------ PROVIDED PASSAGE

Clank! came out to some acclaim last year, the first published design (as far as I can tell) from Paul Dennen. It is far from the first deckbuilding game with a dungeon-fantasy theme. That honour probably goes to 2009’s Thunderstone, and there have been more since. But Clank! (punctuation included at no extra charge) adds a board, as well as several intriguing mechanics that set it apart.
Deckbuilding is an elegant way to incorporate the growth of a character in a dungeon-themed game. Instead of stop-starting the game every time you puncture a slime mold or throttle a goblin, ponderous record-keeping when you level up, hemming and hawing over which stat you’re going to raise, you simply purchase better cards that go into your deck to represent mad skillz and precious, precious loot.
And Clank! is all about the loot. As in whoever accumulates the most of it wins. The major pieces of loot, which start on the board face up, are called Artifacts, and are generally worth the most points, but you can usually only ever carry one, you can’t drop one once you pick it up (#stickycurse), and of course the bigger/better Artifacts are buried deeper in the dungeon, which by the way did I mention you have to exit without dying in order to win?
There are lots of other smaller pieces of loot that start on the board, some face up in known places and some face down randomly thrown around, which is a cute way to represent maybe having a treasure map with some parts readable and other parts blurry or smudged. I like it.
The three currencies in the game are Skill, Fight, and Boots. Skill is used mainly to buy cards from the Dungeon Row (which is not called the Market because there is actually a place called The Market on the board where you can buy treasures and keys and stuff). Fight is used to “buy” certain other cards from the Dungeon Row, and also reduces damage as you move around the board. Boots actually do move you around the board. You need lots of all three. You start with the usual weak-ass cards giving you 1 skill, or 1 boot…but you also start with a couple of cards that do nothing but increase your Clank.
Clank, you say? That’s not good, is it? No, it is not. You see, children, there is a dragon in this dungeon. She has some fancy-shmancy “fantasy” name but the game says it’s okay to just call her Nicki. She’s mainly a sleepy dragon, but every once in a while she wakes up and she goes all aggro.

------------

WORK TO BE COMPLETED >>
Transcribe the portion of the passage about the board game Clank! between "Clank, you say?" and "goes all aggro.", inclusive, keeping every word and mark as it stands.

------ DATASET EXCERPT

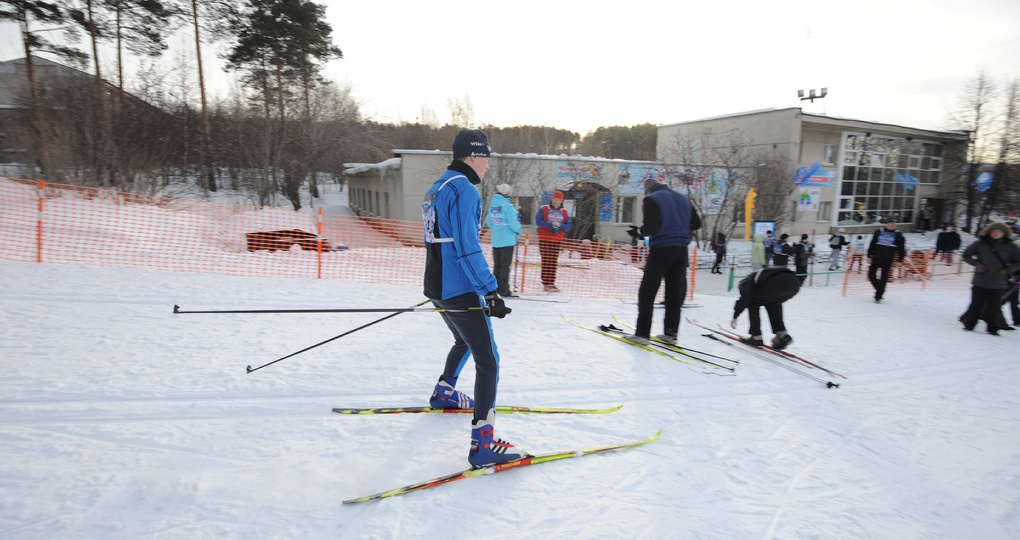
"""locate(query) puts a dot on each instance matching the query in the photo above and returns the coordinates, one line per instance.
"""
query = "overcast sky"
(581, 64)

------------

ANSWER FOR THIS EXERCISE >>
Clank, you say? That’s not good, is it? No, it is not. You see, children, there is a dragon in this dungeon. She has some fancy-shmancy “fantasy” name but the game says it’s okay to just call her Nicki. She’s mainly a sleepy dragon, but every once in a while she wakes up and she goes all aggro.